» The problem: Give each line of the listing below as a string in a JSON list, one string per line, skipping blank lines. Leave out the pictures.

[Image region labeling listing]

————

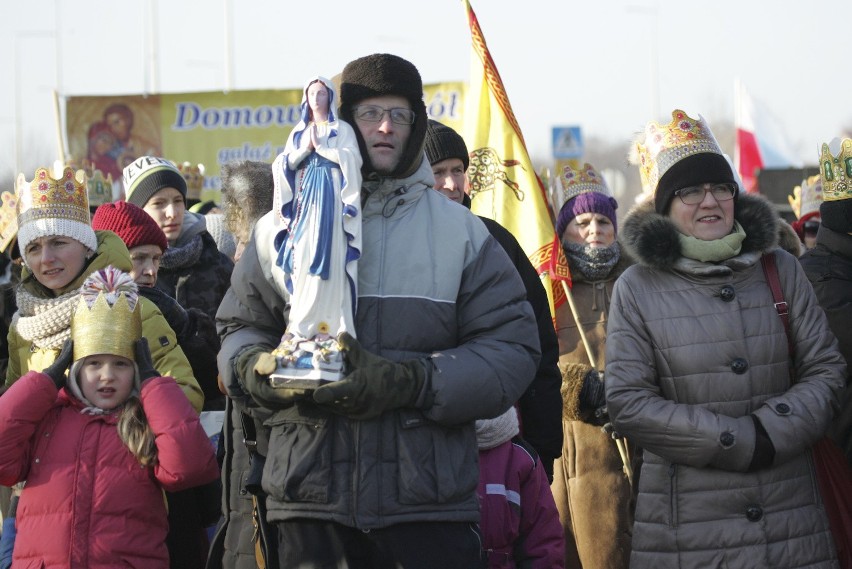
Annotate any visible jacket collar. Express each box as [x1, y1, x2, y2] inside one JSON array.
[[620, 193, 780, 273]]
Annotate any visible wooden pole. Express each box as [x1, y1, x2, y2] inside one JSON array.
[[562, 281, 633, 486]]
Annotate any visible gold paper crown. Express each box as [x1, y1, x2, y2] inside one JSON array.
[[819, 138, 852, 202], [787, 174, 822, 219], [17, 162, 91, 227], [86, 170, 112, 207], [0, 192, 18, 253], [71, 266, 142, 361], [178, 162, 204, 200], [634, 109, 724, 193], [559, 163, 610, 202]]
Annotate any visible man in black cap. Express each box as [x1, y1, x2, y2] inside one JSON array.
[[426, 119, 562, 481], [217, 54, 540, 569]]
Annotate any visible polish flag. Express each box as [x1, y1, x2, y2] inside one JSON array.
[[734, 81, 802, 192]]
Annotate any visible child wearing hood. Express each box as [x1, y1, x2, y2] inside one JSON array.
[[0, 266, 219, 569], [476, 407, 565, 569]]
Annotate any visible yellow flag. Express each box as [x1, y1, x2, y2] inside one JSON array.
[[462, 0, 571, 315]]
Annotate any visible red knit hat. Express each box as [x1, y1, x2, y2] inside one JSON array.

————

» Exercise output:
[
  "Annotate any visible jacket collar. Express each box as [x1, y1, x2, y2] inside one JSON array.",
  "[[620, 193, 780, 273]]",
  "Annotate any visible wooden pole. Express each box as [x1, y1, x2, y2] inside one JSON array.",
  "[[562, 281, 633, 486]]",
  "Annotate any visible gold paper crown. Express each box as [x1, y1, x2, y2] inside one JSON array.",
  "[[819, 138, 852, 202], [787, 174, 822, 219], [17, 162, 91, 227], [86, 170, 112, 207], [0, 192, 18, 253], [71, 266, 142, 361], [178, 162, 204, 200], [634, 109, 724, 193], [559, 163, 610, 202]]",
  "Annotate any visible man in black cap. Express each box as [x1, y1, x2, y2] inside one JSON array.",
  "[[426, 119, 562, 481], [217, 54, 540, 569]]",
  "Annotate any visible polish flag. Express each box as [x1, y1, x2, y2] inside one JSON array.",
  "[[734, 81, 802, 192]]",
  "Annotate any visible child wearing hood. Express each box as [x1, y1, x2, y2] inside one JSON array.",
  "[[0, 266, 219, 569], [476, 407, 565, 569]]",
  "Annotate any visible yellow flag. Express each box as [x1, y1, x2, y2] inside one JSON array.",
  "[[462, 0, 571, 315]]",
  "Annotate any visible red knit hat. Express each box as [x1, y1, x2, y2] inside one JSON array."
]